■ **DIRECTIVES**
**1.** In the blog post about the Miami photo shoot, what kind of restaurant did the group go to after the day's work?
**2.** Proceed with the blog post about the Miami photo shoot, picking up right after its final sentence.

Jenna’s Model Life

Nothin’ less than ill, when we dress to kill

March 18, 2008 · 10 Comments

In which Jenna goes meta

“We’ve been really looking forward to meeting you,” said the voice on the phone. “We read your blog. That’s partly why we picked you.”

I was talking to a stranger in an unfamiliar city and I was hearing precisely the words a person who lives in fear of getting dooced dreads most. I’d been in Miami long enough to find a credit-card-friendly cab, arrive at the hotel, and lay my swimsuit and a book out hopefully on the bed. And now some stylist was freaking me out with the powers of Google.

“Really?” I replied. “Uh, you couldn’t get Elyse, or what?”

The stylist sounded hurt. “No, we just thought you’d be fun to work with.”

I made some lame comment about hoping nothing in our shoot would inspire me to type a lengthy online harangue. Immediately I thought, what the hell am I doing? Why would I advertise to a client that I sometimes write lengthy online harangues? After stumbling through the thicket of my sentence for a minute, I shut up, and the stylist and I made arrangements to meet for a fitting in the evening. I shook my head, put on my togs and went to the pool, since the hotel didn’t have a beach so much as a rock-and-concrete shore.

By the time the sun had gone down and I’d absorbed some Didion, I felt I could trust myself again to meet some strangers and not immediately fork up my own foot. The stylist, Gabriel, introduced me to his friends — a vintage collector named Keni Valenti, and a Korean-American designer named Min. Keni Valenti frequently refers to himself in the third person; He referred to Min as “the Dragon Lady.” This was all right mainly because Min referred to herself as the Yellow Bitch. We soon figured out that my girl, Zosia the Amazing Pole, had recently shot Min’s look book in New York City, then Keni Valenti mistook the bouclé-and-braid minidress I took about three months to plaid-match two years ago for real Chanel (it was getting dark out), and then we all drank some white wine and became good friends.

When Gabriel and the photographer, Toni (who was also Min’s boyfriend), had finished their work for the day, we all headed to a Chilean restaurant for a great feed. Raw fish in lime! Yuca frita! Agua fresca! Peep my yellow spicy calamari/fish/shrimp/mussels extravaganza:

I had totally already sucked up a third of my dish before I remembered I would be wanting to commemorate the meal later. Weird coincidence: I’ve used those same plates at home since my middle year of college.

■ **Entries from a point labeling set**
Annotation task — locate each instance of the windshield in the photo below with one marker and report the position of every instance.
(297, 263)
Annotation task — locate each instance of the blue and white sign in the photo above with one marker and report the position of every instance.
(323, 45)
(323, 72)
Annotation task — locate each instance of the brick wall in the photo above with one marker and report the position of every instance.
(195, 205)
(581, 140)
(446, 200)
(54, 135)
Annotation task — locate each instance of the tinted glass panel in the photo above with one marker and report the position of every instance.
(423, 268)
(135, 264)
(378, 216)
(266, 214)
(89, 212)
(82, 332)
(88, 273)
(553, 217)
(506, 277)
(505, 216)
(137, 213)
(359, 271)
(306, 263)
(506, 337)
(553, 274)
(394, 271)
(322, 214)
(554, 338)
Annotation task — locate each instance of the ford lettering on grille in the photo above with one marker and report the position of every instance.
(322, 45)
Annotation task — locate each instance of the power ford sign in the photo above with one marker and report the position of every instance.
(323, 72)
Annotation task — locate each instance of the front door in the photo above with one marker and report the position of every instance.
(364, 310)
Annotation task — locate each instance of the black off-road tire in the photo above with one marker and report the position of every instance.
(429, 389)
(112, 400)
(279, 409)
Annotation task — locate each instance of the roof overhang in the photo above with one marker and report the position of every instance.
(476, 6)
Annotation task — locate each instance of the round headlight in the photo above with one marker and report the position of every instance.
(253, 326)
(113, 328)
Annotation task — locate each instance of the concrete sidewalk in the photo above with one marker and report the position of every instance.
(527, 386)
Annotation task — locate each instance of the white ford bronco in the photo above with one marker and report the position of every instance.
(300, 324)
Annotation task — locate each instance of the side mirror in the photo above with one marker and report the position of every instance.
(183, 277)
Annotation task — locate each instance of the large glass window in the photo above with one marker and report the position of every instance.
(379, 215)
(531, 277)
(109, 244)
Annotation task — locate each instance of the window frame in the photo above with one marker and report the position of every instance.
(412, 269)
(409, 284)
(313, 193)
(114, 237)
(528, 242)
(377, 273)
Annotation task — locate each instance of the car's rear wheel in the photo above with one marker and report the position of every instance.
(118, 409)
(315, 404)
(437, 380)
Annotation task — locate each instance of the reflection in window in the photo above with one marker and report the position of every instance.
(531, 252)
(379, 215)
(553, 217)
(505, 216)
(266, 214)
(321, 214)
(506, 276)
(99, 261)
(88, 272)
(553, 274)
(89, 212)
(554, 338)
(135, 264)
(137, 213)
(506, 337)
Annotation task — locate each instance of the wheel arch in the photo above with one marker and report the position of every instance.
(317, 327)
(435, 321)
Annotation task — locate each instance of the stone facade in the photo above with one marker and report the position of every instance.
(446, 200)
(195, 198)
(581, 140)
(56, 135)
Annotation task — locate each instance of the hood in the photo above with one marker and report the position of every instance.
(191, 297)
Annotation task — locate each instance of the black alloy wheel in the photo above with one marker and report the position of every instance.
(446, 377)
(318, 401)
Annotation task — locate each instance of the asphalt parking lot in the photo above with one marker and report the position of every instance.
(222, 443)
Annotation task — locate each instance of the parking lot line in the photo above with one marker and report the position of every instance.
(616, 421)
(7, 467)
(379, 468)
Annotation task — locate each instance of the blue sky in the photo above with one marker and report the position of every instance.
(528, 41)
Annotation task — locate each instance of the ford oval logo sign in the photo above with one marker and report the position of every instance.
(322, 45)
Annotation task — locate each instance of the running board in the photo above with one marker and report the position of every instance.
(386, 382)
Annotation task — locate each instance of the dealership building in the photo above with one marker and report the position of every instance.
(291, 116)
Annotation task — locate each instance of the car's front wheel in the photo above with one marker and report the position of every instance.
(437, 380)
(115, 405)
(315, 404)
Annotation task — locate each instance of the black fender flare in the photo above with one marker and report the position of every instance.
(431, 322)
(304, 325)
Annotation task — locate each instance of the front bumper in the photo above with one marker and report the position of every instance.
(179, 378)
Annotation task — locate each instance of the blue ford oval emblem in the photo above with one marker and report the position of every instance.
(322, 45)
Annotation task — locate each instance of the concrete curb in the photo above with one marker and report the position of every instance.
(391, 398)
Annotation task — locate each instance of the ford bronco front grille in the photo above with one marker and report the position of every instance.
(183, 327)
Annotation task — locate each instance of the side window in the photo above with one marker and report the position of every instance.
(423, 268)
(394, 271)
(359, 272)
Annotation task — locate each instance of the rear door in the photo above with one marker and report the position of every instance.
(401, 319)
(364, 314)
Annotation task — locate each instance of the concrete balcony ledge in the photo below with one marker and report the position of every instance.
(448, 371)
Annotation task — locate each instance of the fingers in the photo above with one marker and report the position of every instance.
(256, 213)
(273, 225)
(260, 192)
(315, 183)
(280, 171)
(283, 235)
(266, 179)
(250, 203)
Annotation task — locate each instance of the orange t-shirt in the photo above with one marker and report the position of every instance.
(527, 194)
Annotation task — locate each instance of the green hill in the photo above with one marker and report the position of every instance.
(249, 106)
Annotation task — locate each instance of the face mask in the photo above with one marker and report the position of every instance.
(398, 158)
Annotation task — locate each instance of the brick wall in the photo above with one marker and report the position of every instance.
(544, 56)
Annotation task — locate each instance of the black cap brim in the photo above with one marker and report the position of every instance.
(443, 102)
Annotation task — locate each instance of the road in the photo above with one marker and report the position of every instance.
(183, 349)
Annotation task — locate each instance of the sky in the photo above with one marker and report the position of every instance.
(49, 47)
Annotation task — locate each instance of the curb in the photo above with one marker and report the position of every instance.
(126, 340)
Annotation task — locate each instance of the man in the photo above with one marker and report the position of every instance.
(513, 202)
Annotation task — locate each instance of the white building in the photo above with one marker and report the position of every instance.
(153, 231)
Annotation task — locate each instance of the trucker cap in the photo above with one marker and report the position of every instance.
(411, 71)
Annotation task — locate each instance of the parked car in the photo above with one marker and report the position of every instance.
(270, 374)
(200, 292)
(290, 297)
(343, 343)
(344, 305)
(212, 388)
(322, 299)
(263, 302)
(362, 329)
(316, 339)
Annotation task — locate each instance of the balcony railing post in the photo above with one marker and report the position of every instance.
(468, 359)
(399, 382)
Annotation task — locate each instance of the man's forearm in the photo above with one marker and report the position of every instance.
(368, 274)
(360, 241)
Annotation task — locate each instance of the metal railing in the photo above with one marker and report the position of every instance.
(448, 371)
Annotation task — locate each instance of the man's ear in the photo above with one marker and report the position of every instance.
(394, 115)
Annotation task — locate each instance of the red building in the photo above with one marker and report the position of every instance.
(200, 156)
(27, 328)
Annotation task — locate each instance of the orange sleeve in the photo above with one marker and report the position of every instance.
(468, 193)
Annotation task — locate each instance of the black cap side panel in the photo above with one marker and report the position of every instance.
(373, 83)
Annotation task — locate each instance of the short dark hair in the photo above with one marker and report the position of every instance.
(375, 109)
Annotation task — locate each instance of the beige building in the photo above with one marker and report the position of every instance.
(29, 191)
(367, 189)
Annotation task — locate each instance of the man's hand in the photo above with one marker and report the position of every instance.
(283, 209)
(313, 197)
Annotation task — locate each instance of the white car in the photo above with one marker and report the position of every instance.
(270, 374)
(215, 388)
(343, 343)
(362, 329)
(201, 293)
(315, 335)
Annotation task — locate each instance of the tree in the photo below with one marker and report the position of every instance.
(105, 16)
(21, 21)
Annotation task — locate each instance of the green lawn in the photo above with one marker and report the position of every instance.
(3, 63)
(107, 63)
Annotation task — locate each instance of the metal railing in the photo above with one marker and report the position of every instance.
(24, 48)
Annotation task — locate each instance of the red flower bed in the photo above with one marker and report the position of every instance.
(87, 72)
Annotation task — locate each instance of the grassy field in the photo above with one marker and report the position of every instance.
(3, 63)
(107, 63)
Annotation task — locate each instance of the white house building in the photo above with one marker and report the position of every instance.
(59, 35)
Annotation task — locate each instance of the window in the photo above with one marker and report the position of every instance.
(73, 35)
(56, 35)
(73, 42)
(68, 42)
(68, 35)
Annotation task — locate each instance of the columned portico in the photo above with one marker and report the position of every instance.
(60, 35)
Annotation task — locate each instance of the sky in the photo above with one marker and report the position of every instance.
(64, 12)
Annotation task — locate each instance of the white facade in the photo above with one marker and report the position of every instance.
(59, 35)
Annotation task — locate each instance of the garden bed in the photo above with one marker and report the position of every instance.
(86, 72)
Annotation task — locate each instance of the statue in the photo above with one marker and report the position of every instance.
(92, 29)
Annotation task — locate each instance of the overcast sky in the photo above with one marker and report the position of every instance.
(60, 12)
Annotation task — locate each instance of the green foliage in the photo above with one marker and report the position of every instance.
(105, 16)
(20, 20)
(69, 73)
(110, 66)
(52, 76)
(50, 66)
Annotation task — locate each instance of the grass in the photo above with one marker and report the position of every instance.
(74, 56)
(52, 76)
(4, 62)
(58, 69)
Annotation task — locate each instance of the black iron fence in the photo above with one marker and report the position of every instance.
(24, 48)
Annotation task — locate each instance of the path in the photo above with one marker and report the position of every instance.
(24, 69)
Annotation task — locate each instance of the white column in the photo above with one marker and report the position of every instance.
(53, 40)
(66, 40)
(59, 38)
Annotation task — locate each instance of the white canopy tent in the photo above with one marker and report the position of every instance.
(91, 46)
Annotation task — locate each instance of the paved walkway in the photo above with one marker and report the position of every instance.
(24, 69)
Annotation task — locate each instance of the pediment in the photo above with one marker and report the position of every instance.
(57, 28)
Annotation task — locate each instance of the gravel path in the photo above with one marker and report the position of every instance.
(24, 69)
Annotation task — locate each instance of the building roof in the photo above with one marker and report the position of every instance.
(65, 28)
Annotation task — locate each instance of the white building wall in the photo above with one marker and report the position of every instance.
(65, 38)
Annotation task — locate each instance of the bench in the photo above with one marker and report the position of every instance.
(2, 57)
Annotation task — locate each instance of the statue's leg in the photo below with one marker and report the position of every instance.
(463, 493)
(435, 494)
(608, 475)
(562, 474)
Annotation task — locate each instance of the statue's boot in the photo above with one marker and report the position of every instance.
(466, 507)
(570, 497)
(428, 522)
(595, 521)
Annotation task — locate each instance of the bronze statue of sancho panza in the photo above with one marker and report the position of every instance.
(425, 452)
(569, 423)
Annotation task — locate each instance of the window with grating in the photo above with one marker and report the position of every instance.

■ **THE REPLIES**
**1.** A Chilean restaurant.

**2.**
“Are you blogging this? Will you write about this? Are you taking mental notes?” Gabriel asked. “Find me a boyfriend on your blog. No, don’t put that.” I moved to take his picture, and he hid behind a menu and changed the subject to how he had always wanted to be an artist, and how grad school still beckoned. I talked about my own plans for an M.F.A., and asked about the concept for the next days’ shoots. “Fashion is obsessed with this idea of the woman perpetually on the verge of a nervous breakdown,” Gabriel responded, between bites of ceviche. “Her makeup is bedraggled, her dress is askew, her pose is awkward, she’s running away, her eyes are desparate. I wonder why it is we see these kinds of images again and again in editorials. Anyway. That’s sort of what we’ll be doing Thursday.”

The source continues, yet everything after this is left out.